▶ _INSTRUCTIONS FOR THE TASK_: Output the rows below as a numbered list with blank lines omitted, and leave the pictures out.

▶ _SUPPLIED MATERIAL_:
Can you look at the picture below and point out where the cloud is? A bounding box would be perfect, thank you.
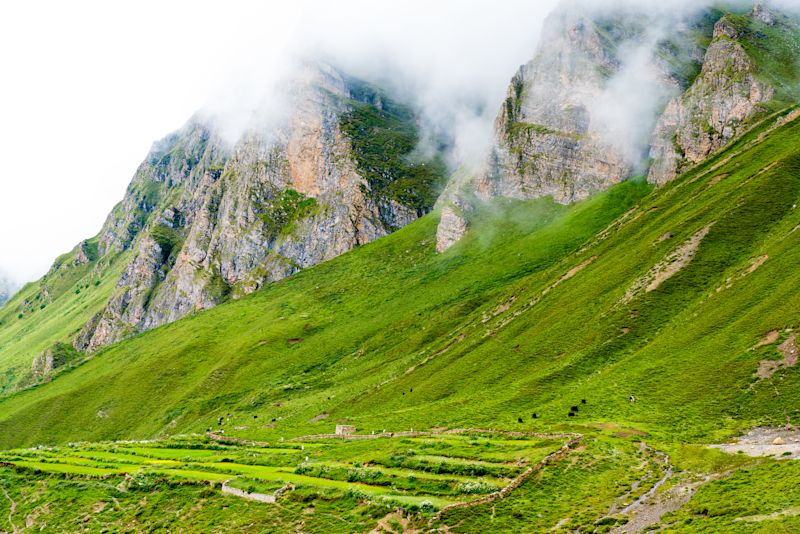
[0,0,800,281]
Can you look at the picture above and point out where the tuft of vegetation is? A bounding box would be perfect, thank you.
[259,189,317,238]
[341,82,447,214]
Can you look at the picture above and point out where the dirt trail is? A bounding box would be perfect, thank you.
[0,488,20,533]
[709,428,800,460]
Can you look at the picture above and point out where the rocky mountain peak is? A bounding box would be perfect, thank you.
[70,62,444,351]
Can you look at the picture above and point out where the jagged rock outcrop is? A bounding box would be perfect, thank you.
[437,2,678,251]
[648,14,775,185]
[75,64,444,351]
[0,274,14,306]
[478,9,631,203]
[437,0,800,252]
[31,343,79,382]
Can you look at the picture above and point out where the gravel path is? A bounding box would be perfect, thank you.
[709,428,800,460]
[2,488,19,532]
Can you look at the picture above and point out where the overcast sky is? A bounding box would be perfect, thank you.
[0,0,556,281]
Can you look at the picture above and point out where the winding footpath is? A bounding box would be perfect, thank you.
[0,488,19,533]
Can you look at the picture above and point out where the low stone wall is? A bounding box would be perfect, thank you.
[222,481,275,503]
[428,429,583,526]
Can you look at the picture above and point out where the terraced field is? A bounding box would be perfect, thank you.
[0,432,567,511]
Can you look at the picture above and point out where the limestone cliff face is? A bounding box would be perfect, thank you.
[437,0,800,252]
[648,14,775,185]
[438,2,677,251]
[75,64,438,351]
[0,273,14,306]
[478,9,630,207]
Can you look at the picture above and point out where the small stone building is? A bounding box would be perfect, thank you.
[336,425,356,436]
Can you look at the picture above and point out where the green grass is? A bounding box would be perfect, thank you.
[0,241,127,395]
[0,66,800,532]
[0,113,800,452]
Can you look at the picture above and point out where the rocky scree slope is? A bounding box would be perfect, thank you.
[437,2,800,252]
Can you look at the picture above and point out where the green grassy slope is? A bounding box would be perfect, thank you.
[0,240,126,394]
[0,109,800,452]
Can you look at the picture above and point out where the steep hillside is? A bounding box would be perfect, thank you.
[0,273,15,306]
[0,64,445,391]
[0,105,800,532]
[437,1,800,251]
[0,107,800,446]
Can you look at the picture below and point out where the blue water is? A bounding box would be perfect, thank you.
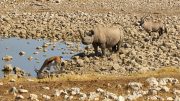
[0,38,83,77]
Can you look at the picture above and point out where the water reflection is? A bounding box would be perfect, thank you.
[0,38,83,77]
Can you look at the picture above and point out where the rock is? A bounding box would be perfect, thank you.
[29,94,38,101]
[173,89,180,95]
[2,55,13,61]
[42,43,49,48]
[0,82,3,86]
[166,97,174,101]
[112,63,120,70]
[79,93,87,101]
[2,64,13,72]
[36,46,43,50]
[64,95,69,100]
[88,92,99,101]
[27,79,34,82]
[128,82,142,90]
[117,96,125,101]
[126,94,142,101]
[77,59,84,67]
[53,89,64,97]
[71,87,80,95]
[16,95,24,100]
[43,95,51,100]
[146,77,159,87]
[96,88,105,94]
[10,79,16,82]
[161,86,170,92]
[148,89,158,95]
[19,51,26,56]
[174,96,180,101]
[102,98,112,101]
[104,92,118,100]
[33,52,39,54]
[18,89,28,93]
[28,56,33,61]
[43,87,50,90]
[9,87,18,94]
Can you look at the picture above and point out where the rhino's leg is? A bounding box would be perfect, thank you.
[116,41,122,52]
[112,44,118,52]
[100,44,106,56]
[92,44,98,56]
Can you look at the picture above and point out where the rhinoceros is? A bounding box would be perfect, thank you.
[79,25,124,56]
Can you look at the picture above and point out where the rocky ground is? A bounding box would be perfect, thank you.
[0,68,180,101]
[0,0,180,101]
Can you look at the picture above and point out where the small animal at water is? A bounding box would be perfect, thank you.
[35,56,63,78]
[79,25,124,56]
[139,16,167,37]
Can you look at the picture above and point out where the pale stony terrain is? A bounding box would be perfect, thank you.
[0,0,180,101]
[0,0,180,72]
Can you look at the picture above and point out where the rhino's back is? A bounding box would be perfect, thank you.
[94,26,121,47]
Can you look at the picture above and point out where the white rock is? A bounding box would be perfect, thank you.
[148,89,158,95]
[43,87,50,90]
[89,92,99,100]
[167,97,174,101]
[161,86,170,92]
[71,87,80,95]
[126,91,143,101]
[19,51,26,55]
[102,98,112,101]
[148,96,158,100]
[27,79,34,82]
[117,96,125,101]
[79,93,87,101]
[29,94,38,100]
[96,88,105,94]
[173,89,180,95]
[68,96,74,101]
[128,82,142,90]
[16,95,24,99]
[105,92,118,100]
[10,79,16,82]
[64,95,69,100]
[146,77,159,87]
[0,82,3,86]
[9,87,18,94]
[18,89,28,93]
[174,96,180,101]
[2,55,13,61]
[43,95,51,100]
[54,89,61,97]
[159,78,167,86]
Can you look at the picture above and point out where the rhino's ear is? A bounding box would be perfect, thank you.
[89,30,94,36]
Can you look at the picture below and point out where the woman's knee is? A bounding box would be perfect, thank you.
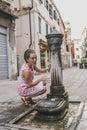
[43,86,47,92]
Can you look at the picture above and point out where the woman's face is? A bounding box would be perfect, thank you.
[27,53,37,65]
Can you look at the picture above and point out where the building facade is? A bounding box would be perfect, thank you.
[0,0,17,80]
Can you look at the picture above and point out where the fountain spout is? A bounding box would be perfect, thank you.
[36,30,69,121]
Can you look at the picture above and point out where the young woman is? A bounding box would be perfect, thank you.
[17,49,50,105]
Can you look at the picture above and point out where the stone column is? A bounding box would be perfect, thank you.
[46,30,65,96]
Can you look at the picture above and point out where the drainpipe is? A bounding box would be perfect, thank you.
[29,0,33,48]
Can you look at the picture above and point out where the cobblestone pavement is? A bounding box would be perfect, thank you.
[0,68,87,130]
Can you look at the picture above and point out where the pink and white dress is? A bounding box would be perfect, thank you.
[17,63,43,96]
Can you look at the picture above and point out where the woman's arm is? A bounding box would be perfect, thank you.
[34,65,51,73]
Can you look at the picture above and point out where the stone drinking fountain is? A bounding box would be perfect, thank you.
[35,30,69,121]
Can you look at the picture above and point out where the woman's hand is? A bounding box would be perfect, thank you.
[40,76,47,85]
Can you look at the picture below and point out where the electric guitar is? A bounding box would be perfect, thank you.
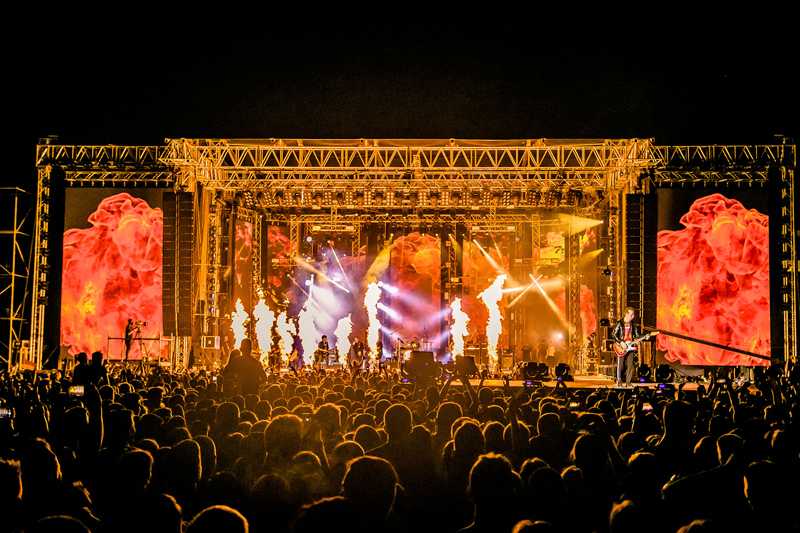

▶ _WORKED SOLUTION_:
1. Can you look at the picture below and point out where the cloud is? A bounding box would be perfect, thank you.
2. [0,0,800,281]
3. Can you look at the picture above and point out where the tuft of vegetation is? A bounding box would be perfect, thank you.
4. [259,189,317,238]
5. [341,82,447,214]
6. Can you look at the picture above and point out where the dirt trail is? A bounding box would be perfect, thank you.
7. [0,488,20,533]
8. [709,428,800,460]
9. Can you look at the picture above and point out where the rocky mountain peak is? A bounding box would be perfect, thank you.
10. [70,62,444,351]
11. Can you look at the picture above and point out where the jagged rock outcrop is? A bounding box would be perfect, thank you.
12. [437,2,678,251]
13. [648,14,775,185]
14. [75,64,444,351]
15. [0,274,14,306]
16. [478,9,631,203]
17. [437,0,800,252]
18. [31,343,79,382]
19. Can you look at the picture above and point out where the gravel path is? A bounding box would be perfect, thank you.
20. [709,428,800,460]
21. [2,488,19,532]
22. Can you look at the picture above and point out where the overcast sky is? A bounding box would be perfect, thank you.
23. [0,0,556,281]
24. Can you look at the picture above and point out where the winding footpath is? A bounding box would be perfect, thank you.
25. [0,488,19,533]
26. Can you look at the picture above and point out where the low stone wall is? A bounding box would be perfect, thank you.
27. [222,481,275,503]
28. [428,429,583,526]
29. Can you look at the picture above and point out where the terraced field is? A bounding box would be perfect, thank you.
30. [0,432,567,511]
31. Can you look at the picture above and point out where the limestone cliff face is? A bounding box would be perfect, thank you.
32. [437,0,800,252]
33. [648,14,775,185]
34. [438,2,677,251]
35. [75,64,438,351]
36. [0,273,14,306]
37. [478,9,630,207]
38. Can you look at the picture above and point out where the small stone building is? A bounding box would be perfect, thank you.
39. [336,425,356,436]
40. Can you look at the picture above and point out where the green grass is? A bounding box would be perfect, thank you.
41. [0,241,127,395]
42. [0,66,800,532]
43. [0,113,800,452]
44. Can you look at the picture above and point out where the rocky scree slope is? A bounding box would be perfect, thank you.
45. [437,2,800,252]
46. Can you look at the picture above and point out where the green grassy slope is? A bounding box would be perfect, thank you.
47. [0,240,126,394]
48. [0,109,800,452]
49. Can you look at the picture above and point out where the steep hillside is? A bounding box would be perfect, thank you.
50. [0,273,15,306]
51. [0,64,445,391]
52. [0,105,800,532]
53. [437,1,800,251]
54. [0,107,800,446]
55. Can you look at the picture below and point out where the blue water is? A bounding box would be perfect, thank you.
56. [0,38,83,77]
57. Can you look at the picture above and point out where the water reflection is? A bounding box would be perfect, thank you.
58. [0,38,83,77]
59. Can you look at the picture above and point out where the rock is? A bounding box would be perfect, thank you.
60. [29,94,38,101]
61. [173,89,180,95]
62. [2,55,13,61]
63. [42,43,49,48]
64. [0,82,3,86]
65. [166,97,174,101]
66. [112,63,120,70]
67. [79,93,87,101]
68. [2,64,13,72]
69. [36,46,43,50]
70. [64,95,69,100]
71. [88,92,99,101]
72. [27,79,34,82]
73. [128,82,142,90]
74. [117,96,125,101]
75. [126,94,142,101]
76. [77,59,84,67]
77. [53,89,64,97]
78. [71,87,80,95]
79. [16,95,24,100]
80. [43,95,51,100]
81. [146,77,159,87]
82. [96,88,105,94]
83. [10,79,16,82]
84. [161,86,170,92]
85. [148,89,158,95]
86. [19,51,26,56]
87. [174,96,180,101]
88. [102,98,112,101]
89. [104,92,118,100]
90. [33,52,39,54]
91. [18,89,28,93]
92. [28,56,33,61]
93. [43,87,50,90]
94. [9,87,18,94]
95. Can you look at the picture above and point out where the rhino's leg is? A bounding box would be perfect, thank you.
96. [116,41,122,52]
97. [112,44,118,52]
98. [100,44,106,56]
99. [92,44,98,56]
100. Can you look at the picture above and point out where the rhinoceros is? A bounding box would be perfect, thank you.
101. [79,25,124,56]
102. Can you look at the picture above and point out where the rocky ground is? A bounding box would be perfect, thank you.
103. [0,68,180,101]
104. [0,0,180,101]
105. Can you look at the picture above and point out where the small animal at water is? A bounding box would be perfect, thank you.
106. [35,56,63,78]
107. [79,25,124,56]
108. [139,16,167,37]
109. Can you look at the picture above and point out where the pale stony terrain is? A bounding box would be perfect, thank you.
110. [0,0,180,101]
111. [0,0,180,72]
112. Can you look at the picture above and point out where the rhino's back is? A bounding box would be perfect, thank you.
113. [94,26,121,47]
114. Can you look at the picture above and point out where the white rock is? A bounding box would be perfect, thank you.
115. [148,89,158,95]
116. [43,87,50,90]
117. [89,92,99,100]
118. [167,97,174,101]
119. [161,86,170,92]
120. [71,87,80,95]
121. [126,91,143,101]
122. [19,51,26,55]
123. [102,98,112,101]
124. [148,96,158,100]
125. [27,79,34,82]
126. [117,96,125,101]
127. [79,93,87,101]
128. [29,94,38,100]
129. [96,88,105,94]
130. [173,89,180,95]
131. [68,96,74,101]
132. [128,82,142,90]
133. [16,95,24,99]
134. [105,92,118,100]
135. [10,79,16,82]
136. [64,95,69,100]
137. [146,77,159,87]
138. [0,82,3,86]
139. [9,87,18,94]
140. [18,89,28,93]
141. [174,96,180,101]
142. [2,55,13,61]
143. [43,95,51,100]
144. [54,89,61,97]
145. [159,78,167,86]
146. Can you look at the picture above and point out where the rhino's ear is? A bounding box would be perfect, thank you.
147. [89,30,94,36]
148. Can you look at the picture below and point out where the woman's knee is? A bounding box would be perfect, thank you.
149. [43,86,47,92]
150. Can you look at the picture above and point out where the woman's face is? A bounding box would be perfect, thank you.
151. [27,53,37,65]
152. Can you look at the picture above and point out where the building facade is? A bounding box would be perfect, thank you.
153. [0,0,17,80]
154. Can you look at the picture above and point out where the fountain spout is? A bounding box would be perfect, thank you.
155. [36,30,69,121]
156. Can you look at the picture above and point out where the young woman is? A bounding box would be perfect, thank you.
157. [17,49,50,105]
158. Can you look at the picture above and point out where the stone column is? A bounding box would be perfect, thank you.
159. [46,30,65,96]
160. Can you look at the picture above and point out where the drainpipe is? A bounding box would be perfect, thank you.
161. [29,0,33,48]
162. Can you look at the picture above and point out where the cobblestone pavement is? A bounding box would be perfect, thank you.
163. [0,68,87,130]
164. Can you look at the picture above and point out where the pink and white dress is? A bounding box would be perfect, thank you.
165. [17,63,43,96]
166. Can you look at the picture above and point out where the woman's arm is? A bounding box would be perfect, thank you.
167. [34,65,51,73]
168. Can you look at the picture above and point out where the stone drinking fountain is? A bounding box would be perfect, thank you.
169. [35,30,69,121]
170. Can you look at the picture above and point out where the woman's hand is? A bounding box would be perfect, thank you.
171. [40,76,47,85]
172. Can you look at the picture below and point out where the electric guitar is? A bounding box would be perfect, thank you.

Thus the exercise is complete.